## What is needed
Type out the entries again, keeping every word unchanged.

## Stored data
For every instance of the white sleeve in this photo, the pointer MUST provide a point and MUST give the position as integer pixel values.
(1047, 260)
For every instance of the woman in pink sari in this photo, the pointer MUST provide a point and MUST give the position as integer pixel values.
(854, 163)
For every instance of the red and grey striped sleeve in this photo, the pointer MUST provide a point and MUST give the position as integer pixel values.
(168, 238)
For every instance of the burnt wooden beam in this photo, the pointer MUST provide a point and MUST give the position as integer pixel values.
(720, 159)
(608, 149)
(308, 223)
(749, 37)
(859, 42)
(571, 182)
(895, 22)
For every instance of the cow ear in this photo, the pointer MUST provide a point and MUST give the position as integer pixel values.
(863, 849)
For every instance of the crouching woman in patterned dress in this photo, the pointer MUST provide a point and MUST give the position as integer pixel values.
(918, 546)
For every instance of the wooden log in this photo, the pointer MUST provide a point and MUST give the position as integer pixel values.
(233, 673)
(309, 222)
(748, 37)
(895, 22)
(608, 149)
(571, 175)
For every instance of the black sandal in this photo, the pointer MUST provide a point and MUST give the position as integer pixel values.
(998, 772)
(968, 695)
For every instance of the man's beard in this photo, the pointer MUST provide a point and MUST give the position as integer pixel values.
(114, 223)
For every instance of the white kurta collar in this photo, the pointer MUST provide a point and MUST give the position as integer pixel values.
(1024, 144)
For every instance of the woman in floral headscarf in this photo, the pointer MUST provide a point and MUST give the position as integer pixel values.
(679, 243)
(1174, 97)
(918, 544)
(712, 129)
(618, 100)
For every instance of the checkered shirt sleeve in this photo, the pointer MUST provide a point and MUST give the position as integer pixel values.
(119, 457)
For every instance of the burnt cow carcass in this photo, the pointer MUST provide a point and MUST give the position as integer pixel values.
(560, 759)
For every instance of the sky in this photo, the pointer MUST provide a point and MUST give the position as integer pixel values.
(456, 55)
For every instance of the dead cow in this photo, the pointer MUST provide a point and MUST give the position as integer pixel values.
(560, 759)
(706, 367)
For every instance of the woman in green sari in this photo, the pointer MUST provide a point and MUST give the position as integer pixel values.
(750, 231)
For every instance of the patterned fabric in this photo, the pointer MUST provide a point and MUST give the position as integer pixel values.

## Expected answer
For every instance of the white sleeve in this photo, the pointer MUST provide a point and MUST give the position as integer pixel values.
(1047, 260)
For every instance of the woman in pink sari in this photo, the pointer MUST provide a point and MUST give the position as integer pixel values.
(854, 163)
For every instance of the red and grey striped sleeve in this photo, the pointer MUST provide a point and MUST give the position as integer pixel values.
(168, 238)
For every instance of the burnt wooden beam in this photo, the pointer MUST provide a point and MUST give the position as integer pixel values.
(720, 159)
(608, 149)
(308, 223)
(749, 37)
(859, 42)
(571, 182)
(895, 22)
For every instance of the cow ear in this photo, the pointer MUST provide a point and MUST give the position as integer pixel values.
(863, 849)
For every instance of the crouching woman in patterned dress in this photo, the pointer MUST provide a point and MUST give the position as integer pixel values.
(918, 546)
For every instance of the wooden log in this photo, the pointer MUST provide a point and MUST give the position as integer pixel values.
(233, 673)
(309, 222)
(748, 37)
(895, 22)
(608, 149)
(571, 175)
For every instance of the black sandal in this photo, the pointer MUST provide a point and MUST give the position as integer pixel values.
(998, 772)
(968, 695)
For every instance of the man's beard in this photo, the pointer MUST provide a point and MUST give the position as integer pixel values.
(114, 223)
For every instance of the white kurta collar in this photo, the pointer MUST provide a point and MUST give the position as integer pixel values.
(1024, 144)
For every instance of the woman in floral headscarf in this photo, the pointer MUST provide a point and MUST give the position as integer pixel values.
(679, 243)
(1174, 97)
(918, 544)
(712, 129)
(618, 100)
For every instance of the checkered shirt sleeve in this photo, the pointer MUST provide a point and MUST give the position as integer pixel values.
(119, 457)
For every instance of the burnt cow carcass in this photo, the pointer MUST provide a point and MUST give the position as integer pixel values.
(560, 759)
For every instance of the sky in this photo, the pointer MUST provide a point and MUST give the position as integer pixel values.
(456, 55)
For every instance of the dead cow in this photo, the pointer MUST provide a point and MUST give the position as integer pixel values.
(560, 759)
(706, 367)
For every instance of the woman in green sari in this photo, the pointer MUST provide a point and MUST give the position as integer pixel values.
(750, 231)
For every instance of the patterned fabric in this photo, the pointer MUST provide a point and MUST give the position as integer pixel values.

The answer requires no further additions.